[[ Text under study, beginning ]]
The Court of Claims found in favor of the defendant and dismissed the claim. We affirm.
In a case tried without a jury, this Court’s inquiry “is as broad as that of the trial court,” and this Court may render a judgment it finds warranted by the facts, taking into account in a close case the fact that the trial judge had the advantage of seeing the witnesses (Martinez v State of New York, 225 AD2d 877, 878-879 [1996]; see Northern Westchester Professional Park Assoc. v Town of Bedford, 60 NY2d 492, 499 [1983]; Matter of Allstate Ins. Co. v Albino, 16 AD3d 682, 683 [2005]; Greenhill v Stillwell, 306 AD2d 434 [2003]). Here, the evidence supports the determination reached by the Court of Claims.
The State owes a duty to provide for the health and care of inmates (see Mullally v State of New York, 289 AD2d 308 [2001]; Kagan v State of New York, 221 AD2d 7, 17 [1996]). Nonetheless, “the scope of the State’s duty to protect inmates is limited to risks of harm that are reasonably foreseeable” (Sanchez v State of New York, 99 NY2d 247, 253 [2002]; see Silvera v State of New York, 306 AD2d 269 [2003]). Moreover, “[although the precise manner in which the harm occurred need not be foreseeable, liability does not attach unless the harm is within the class of reasonably foreseeable hazards that the duty exists to prevent” (Sanchez v State of New York, supra at 252; see generally Di Ponzio v Riordan, 89 NY2d 578, 583 [1997]).
Although Arthur Kill had an explicit policy to assign lower bunks to inmates suffering from seizures, the Court of Claims determined, on the basis of its assessment of the credibility of the witnesses, that the claimant did not persuasively demonstrate before the second accident that a seizure had caused his *503first accident, that he generally suffered from seizure disorders, or that he needed to be placed in a lower bunk immediately in order to minimize the danger of future seizures. The Court of Claims thus properly determined that it was not reasonably foreseeable that the claimant would again fall out of an upper bunk so soon after his first accident, or that he would fall as a consequence of a seizure.
[[ Text under study, end ]]
[[ Dataset extract, beginning ]]
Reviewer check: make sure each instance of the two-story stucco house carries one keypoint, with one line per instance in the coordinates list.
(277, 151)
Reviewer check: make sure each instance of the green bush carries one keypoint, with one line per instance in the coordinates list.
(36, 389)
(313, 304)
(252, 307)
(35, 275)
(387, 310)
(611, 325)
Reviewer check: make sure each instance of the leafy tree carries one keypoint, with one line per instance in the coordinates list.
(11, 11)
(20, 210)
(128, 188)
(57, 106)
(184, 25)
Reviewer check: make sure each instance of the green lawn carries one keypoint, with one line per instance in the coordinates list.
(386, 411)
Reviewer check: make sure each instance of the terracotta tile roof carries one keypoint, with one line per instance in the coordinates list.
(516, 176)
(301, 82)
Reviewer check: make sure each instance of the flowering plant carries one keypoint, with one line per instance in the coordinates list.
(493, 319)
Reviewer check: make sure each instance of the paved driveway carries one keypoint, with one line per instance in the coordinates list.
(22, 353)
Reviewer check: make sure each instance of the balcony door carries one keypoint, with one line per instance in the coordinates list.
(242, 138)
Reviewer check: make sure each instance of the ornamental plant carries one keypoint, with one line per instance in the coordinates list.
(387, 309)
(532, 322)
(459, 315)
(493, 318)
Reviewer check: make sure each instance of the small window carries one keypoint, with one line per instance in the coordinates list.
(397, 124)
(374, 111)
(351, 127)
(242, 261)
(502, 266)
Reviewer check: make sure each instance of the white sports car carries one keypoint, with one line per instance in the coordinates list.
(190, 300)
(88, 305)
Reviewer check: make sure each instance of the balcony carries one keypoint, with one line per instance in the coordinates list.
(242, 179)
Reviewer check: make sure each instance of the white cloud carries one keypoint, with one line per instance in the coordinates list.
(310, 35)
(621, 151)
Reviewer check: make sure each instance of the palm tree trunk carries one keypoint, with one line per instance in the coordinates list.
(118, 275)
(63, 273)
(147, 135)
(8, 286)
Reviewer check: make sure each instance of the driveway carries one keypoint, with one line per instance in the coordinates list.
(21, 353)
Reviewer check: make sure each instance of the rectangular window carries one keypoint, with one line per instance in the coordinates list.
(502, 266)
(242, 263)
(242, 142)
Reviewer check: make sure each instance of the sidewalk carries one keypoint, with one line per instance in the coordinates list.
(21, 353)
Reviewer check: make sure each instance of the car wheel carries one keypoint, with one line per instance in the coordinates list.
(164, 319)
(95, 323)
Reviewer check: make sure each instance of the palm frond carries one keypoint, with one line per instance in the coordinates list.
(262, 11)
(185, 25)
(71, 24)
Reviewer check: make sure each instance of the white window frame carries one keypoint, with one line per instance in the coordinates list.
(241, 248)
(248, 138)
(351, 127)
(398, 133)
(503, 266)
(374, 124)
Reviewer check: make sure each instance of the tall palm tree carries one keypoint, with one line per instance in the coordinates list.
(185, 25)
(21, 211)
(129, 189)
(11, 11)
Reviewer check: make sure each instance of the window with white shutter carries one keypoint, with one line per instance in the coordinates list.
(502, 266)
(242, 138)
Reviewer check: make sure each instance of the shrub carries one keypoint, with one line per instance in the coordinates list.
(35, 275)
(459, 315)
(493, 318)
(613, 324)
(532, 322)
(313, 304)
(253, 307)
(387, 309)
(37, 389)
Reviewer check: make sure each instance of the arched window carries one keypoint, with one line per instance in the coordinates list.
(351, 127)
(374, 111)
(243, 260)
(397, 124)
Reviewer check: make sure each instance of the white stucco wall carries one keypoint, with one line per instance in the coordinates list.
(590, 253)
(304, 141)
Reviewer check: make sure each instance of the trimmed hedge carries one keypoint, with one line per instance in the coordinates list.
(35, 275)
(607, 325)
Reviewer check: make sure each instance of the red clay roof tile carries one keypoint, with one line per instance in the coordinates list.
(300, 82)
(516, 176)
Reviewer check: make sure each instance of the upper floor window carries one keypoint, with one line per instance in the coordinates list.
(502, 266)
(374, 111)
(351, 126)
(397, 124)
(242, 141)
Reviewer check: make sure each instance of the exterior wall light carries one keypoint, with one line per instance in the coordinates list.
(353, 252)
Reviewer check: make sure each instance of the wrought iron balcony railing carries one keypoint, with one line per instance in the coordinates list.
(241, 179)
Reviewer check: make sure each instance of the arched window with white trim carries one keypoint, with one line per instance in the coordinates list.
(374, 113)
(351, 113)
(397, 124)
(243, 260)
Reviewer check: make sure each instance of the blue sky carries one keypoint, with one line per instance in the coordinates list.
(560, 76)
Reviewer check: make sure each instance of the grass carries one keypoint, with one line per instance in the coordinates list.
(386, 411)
[[ Dataset extract, end ]]
Work task: Continue the court decision on the inmate's fall from an upper bunk, starting after its last sentence. The material has nothing to do with the court decision above.

Output:
Contrary to the argument of our dissenting colleague, the question of whether the physicians employed by the defendant properly examined or diagnosed the claimant is not raised in this action. Rather, the only issue here is whether the non-medical employees at the defendant’s correctional facility were negligent in failing immediately to implement a physician’s order to transfer the claimant to a lower bunk. On the evidence presented, the Court of Claims correctly determined that the failure of Arthur Kill to immediately transfer the claimant to a lower bunk did not constitute a breach of any duty it owed to him (see Kaminsky v State of New York, 265 AD2d 306, 306-307 [1999]; Marchione v State of New York, 194 AD2d 851, 854 [1993]; Spadaro v State of New York, 38 Misc 2d 489, 490-491 [1963], affd 28 AD2d 604 [1967]; cf. Kagan v State of New York, supra at 17-18; Night v State of New York, 35 Misc 2d 926 [1962]). Miller, J.P., Spolzino and Dillon, JJ., concur.